_Problem details_
Reproduce verbatim the lines of the items below, from the line with "Target = window" through the last line of the items. Include both of those lines.

BEGIN Records for this task

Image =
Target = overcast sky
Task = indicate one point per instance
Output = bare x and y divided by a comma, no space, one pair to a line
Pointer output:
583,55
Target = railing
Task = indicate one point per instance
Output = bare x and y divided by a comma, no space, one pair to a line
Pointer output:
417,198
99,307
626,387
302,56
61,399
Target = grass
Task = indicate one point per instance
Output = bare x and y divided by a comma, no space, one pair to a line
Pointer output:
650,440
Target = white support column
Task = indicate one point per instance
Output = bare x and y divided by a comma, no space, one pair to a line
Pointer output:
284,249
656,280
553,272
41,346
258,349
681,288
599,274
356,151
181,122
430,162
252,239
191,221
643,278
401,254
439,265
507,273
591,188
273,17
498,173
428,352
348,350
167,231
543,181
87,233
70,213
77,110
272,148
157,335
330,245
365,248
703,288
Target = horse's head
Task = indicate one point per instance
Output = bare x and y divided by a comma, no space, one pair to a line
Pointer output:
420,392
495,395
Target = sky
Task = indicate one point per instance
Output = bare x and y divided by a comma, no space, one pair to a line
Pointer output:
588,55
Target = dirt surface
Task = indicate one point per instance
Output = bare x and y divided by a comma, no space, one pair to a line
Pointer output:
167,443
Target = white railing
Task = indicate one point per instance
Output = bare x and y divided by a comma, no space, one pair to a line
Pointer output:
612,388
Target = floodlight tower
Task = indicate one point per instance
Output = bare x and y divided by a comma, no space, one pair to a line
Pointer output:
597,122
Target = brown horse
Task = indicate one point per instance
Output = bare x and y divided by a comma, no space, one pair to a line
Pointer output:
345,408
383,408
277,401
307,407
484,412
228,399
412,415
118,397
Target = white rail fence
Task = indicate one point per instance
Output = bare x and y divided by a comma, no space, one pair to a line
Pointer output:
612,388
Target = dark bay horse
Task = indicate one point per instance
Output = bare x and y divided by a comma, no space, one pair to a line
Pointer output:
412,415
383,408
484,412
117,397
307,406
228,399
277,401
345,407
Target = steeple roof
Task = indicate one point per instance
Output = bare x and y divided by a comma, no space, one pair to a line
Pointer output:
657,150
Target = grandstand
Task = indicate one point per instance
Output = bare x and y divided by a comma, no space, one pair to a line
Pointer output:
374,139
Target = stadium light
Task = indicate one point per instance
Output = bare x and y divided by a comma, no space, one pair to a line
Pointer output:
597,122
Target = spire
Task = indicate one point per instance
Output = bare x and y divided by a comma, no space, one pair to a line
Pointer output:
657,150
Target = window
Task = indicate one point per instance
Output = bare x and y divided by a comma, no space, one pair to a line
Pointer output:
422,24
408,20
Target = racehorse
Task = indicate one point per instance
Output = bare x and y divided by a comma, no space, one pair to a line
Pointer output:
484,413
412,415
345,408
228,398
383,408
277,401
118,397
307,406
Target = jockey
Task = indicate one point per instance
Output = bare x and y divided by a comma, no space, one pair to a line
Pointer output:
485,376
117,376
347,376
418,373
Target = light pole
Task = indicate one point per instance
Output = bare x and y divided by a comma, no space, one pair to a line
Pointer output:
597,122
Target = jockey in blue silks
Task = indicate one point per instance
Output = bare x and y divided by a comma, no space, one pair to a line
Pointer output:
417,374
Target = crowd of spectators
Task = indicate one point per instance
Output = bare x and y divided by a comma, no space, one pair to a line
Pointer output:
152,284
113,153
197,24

END Records for this task

_Solution for this task_
Target = window
Task = indicate one point per instance
Output = bare x and y divided by a comma, no space, one pair to a line
Pointer output:
422,24
408,20
Target = racehorse
Task = indicate one point per instance
Output = bare x and y divided by a comma, no space, one pair to a line
Pointer output:
484,413
412,415
345,408
228,398
383,408
277,401
118,397
307,406
Target = jockey
Task = indicate one point per instance
Output = bare x and y divided by a comma, no space, one pair to a line
Pointer output:
485,376
117,376
347,376
418,373
Target = light pole
Task = indicate one point per instance
Output = bare x and y divided by a comma, no space, one pair to a line
Pointer output:
597,122
Target = jockey in blue silks
Task = indicate one point per instance
Output = bare x and y divided by a comma, no space, one pair to a line
Pointer output:
417,374
Target = crowd of spectators
Task = indicate one point per instance
Output = bare x and y divided by a comma, no space, one pair to a line
Pointer output:
152,284
113,153
197,24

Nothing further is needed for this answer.